▶ [PROBLEMS TO WORK ON]
1) Answer these questions from the blog post on silencing:
(a) What is the title of the New York Times piece the writer received?
(b) What is the topic of the Higher Ed Live show the writer is hosting?
(c) What did a male authority figure ask the writer when she was director of the Women's Center?
2) Carry on the blog post on silencing from its last sentence, adding more of the writer's personal perspectives.

▶ [EXTRACT PROVIDED]
· · · · · · ·
In the past two days, I received two different pieces that discuss the effects of silencing. Please take a moment to read the Feminist Wire article Feminists We Love: Dr. Kristie Dotson and the New York Times piece Speaking While Female.
The arrival of these two articles in my inbox also coincides with my preparation for a Higher Ed Live show that I’m hosting on the topic of Confronting Racism on Campus, during which I plan to ask the following question of the panelists:
“As a white person engaging in this conversation [about Ferguson], I know that silence by some white people inhibits authentic dialogue with one another and with our students. How can we assist those who may feel unable to engage, for whatever reason, race being one, to enter this important dialogue? How can we draw in those who either choose not to contribute or are silent because they fear saying the wrong thing? And, how can we ensure that white people understand the implications of choosing NOT to enter into a conversation in which they need to participate?”
As a response to my proposed question, one of the panelists made the remark that perhaps some individuals are coerced into being silent. He wrote in an email “I can’t help by wonder how many of our colleagues are stifled….how can we help those who may feel/be professionally, politically or socially strong-armed?”
It’s possible that sometimes people actively choose silence. Sometimes they remain silent because they literally don’t know what to say or that they fear saying the wrong thing. Others stay silent out of personal safety, where speaking might create a hostility into which they are not willing or able to enter for fear of their own security. Yet, I and the authors of the articles mentioned above are not talking about making the choice to be silent but rather having our voiced stifled into silence.
These articles and this discussion about silence leads me to the questions: If a tool of our collective liberation is our VOICE, why are we remaining silent? And, how can we ensure the voices of all are heard?
I log this topic into the Feminists in Student Affairs blog space because I believe the imposition of silencing is a tactic of the white, heteronormative patriarchy that we need to actively create awareness around and directly fight against. We must do this to both liberate those who feel silenced as well as to direct attention toward those who, because of privilege, actively silence others. Our collective liberation moving forward, I believe, depends on attention to who is speaking and whose voices are heard.
I’ll add to this conversation some additional personal perspectives from my own experience:
- When I was the director of the Women’s Center and deciding upon a position to take and statement to make on campus after a troubling incident occurred, I was asked by a male authority figure, “How big of a deal do you want to make this?”
· · · · · · ·
▶ [SUPPLIED INFORMATION]
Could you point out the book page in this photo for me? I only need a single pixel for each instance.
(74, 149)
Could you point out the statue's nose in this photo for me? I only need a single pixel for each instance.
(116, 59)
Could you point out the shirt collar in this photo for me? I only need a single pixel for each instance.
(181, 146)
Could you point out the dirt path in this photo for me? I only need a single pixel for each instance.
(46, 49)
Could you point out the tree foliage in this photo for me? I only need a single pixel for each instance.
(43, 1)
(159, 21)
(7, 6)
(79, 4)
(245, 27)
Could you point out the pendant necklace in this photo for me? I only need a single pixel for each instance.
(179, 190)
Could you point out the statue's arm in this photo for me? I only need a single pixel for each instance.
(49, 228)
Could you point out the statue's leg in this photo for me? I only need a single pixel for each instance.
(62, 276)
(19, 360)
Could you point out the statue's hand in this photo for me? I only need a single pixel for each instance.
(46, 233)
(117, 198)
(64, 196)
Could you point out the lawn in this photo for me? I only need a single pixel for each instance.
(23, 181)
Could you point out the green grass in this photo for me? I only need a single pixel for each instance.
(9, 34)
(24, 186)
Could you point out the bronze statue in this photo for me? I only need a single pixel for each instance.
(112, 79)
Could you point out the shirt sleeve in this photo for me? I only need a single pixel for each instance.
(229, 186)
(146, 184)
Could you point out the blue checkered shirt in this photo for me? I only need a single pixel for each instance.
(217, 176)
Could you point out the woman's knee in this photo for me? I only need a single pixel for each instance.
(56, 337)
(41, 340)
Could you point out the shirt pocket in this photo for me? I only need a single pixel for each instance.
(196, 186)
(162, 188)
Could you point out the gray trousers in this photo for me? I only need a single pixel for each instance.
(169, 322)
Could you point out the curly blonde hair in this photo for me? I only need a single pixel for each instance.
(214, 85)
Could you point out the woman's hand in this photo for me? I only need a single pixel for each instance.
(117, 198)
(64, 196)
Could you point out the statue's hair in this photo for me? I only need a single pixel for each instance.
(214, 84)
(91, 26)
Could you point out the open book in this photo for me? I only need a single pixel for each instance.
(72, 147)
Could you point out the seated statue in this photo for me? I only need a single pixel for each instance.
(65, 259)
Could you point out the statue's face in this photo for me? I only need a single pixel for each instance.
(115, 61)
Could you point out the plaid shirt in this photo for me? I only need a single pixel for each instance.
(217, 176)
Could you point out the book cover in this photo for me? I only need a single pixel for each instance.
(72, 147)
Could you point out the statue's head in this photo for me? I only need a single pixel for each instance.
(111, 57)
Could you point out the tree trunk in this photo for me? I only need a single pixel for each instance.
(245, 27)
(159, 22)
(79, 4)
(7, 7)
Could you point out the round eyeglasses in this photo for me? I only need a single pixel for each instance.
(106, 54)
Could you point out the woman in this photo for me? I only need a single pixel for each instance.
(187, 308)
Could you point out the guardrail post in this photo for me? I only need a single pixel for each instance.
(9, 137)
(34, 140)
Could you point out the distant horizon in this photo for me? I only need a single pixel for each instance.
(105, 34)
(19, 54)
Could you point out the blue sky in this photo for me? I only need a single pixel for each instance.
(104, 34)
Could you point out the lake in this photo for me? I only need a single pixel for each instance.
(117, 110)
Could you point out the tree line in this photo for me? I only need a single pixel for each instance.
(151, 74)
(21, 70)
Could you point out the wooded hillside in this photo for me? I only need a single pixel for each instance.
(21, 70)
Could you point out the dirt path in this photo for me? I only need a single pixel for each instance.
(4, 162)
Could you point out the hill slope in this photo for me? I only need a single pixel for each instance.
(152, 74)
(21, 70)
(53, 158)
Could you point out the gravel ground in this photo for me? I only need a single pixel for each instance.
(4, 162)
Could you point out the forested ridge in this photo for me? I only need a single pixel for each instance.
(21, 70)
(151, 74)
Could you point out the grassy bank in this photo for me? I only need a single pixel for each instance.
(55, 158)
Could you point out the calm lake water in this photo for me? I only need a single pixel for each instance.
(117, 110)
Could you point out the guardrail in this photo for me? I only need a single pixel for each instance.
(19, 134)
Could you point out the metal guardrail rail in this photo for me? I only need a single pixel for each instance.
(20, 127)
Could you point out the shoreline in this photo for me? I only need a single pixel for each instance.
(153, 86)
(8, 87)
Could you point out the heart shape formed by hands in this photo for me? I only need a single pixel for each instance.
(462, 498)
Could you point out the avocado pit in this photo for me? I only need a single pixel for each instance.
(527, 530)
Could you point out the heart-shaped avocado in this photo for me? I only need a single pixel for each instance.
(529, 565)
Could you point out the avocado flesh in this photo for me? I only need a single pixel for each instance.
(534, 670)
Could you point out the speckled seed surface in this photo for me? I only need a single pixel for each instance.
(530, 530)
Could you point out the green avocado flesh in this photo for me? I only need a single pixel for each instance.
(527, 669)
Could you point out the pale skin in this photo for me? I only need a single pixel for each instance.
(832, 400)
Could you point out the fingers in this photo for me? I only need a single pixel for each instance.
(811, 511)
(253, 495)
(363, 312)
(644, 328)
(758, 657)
· · · · · · ·
▶ [RESPONSES TO THE EXERCISE]
1)
(a) Speaking While Female
(b) Confronting Racism on Campus
(c) "How big of a deal do you want to make this?"

2)
- I have felt “rendered inarticulate” (phrase coined by Dotson in her interview with Feminist Wire) after suffering a medical incident in which my cognitive functioning was temporarily impaired, but had long-term implications for my ability to speak coherently and, ultimately, my perception of myself.
- I have observed in meetings and other spaces when open dialogue occurs certain voices dominating airspace. And, I’ve thought to myself “maybe I’m talking too much. I should be quiet for the next period so others can speak” leading me to wonder how others experience my silence or if those who dominate consider those who are not speaking.
- In a personal context, I have, on occasion been made to feel that my opinions, my feelings, my desires, and my needs do not matter as much as my children’s or my family’s. A socialized gender roles as wife and mother preempt my voice.
Whether silencing occurred by socialization, via authority, through social context, or by self-imposition… in each of these instances, silence is used as a form of control, oppression, and manipulation. As someone who as experienced silencing, has actively silenced herself, and has witnessed others being silenced, I have had enough. And, I think this form of oppression needs to be voiced and openly discussed.
Where do these messages of silence as a form of oppression begin? How much is rooted in deep seeded race and gender roles to which we have been actively socialized? Why are some voices enabled and heard in different ways than others? How are we creating cultures where women or other underrepresented groups are either explicitly or implicitly silenced? If we are sitting at the table and don’t feel able to speak or notice others who aren’t contributing, what can we do? And, if we are in a place of privilege within a group or have some level of authority, do we intentionally track who speaks and invite those who aren’t contributing to the conversation?
Perhaps I’ve raised more questions that I have provided answers. Let’s continue the conversation and break the silence. How have you been personally or professionally silenced? What can we do to counteract this within our spheres of control?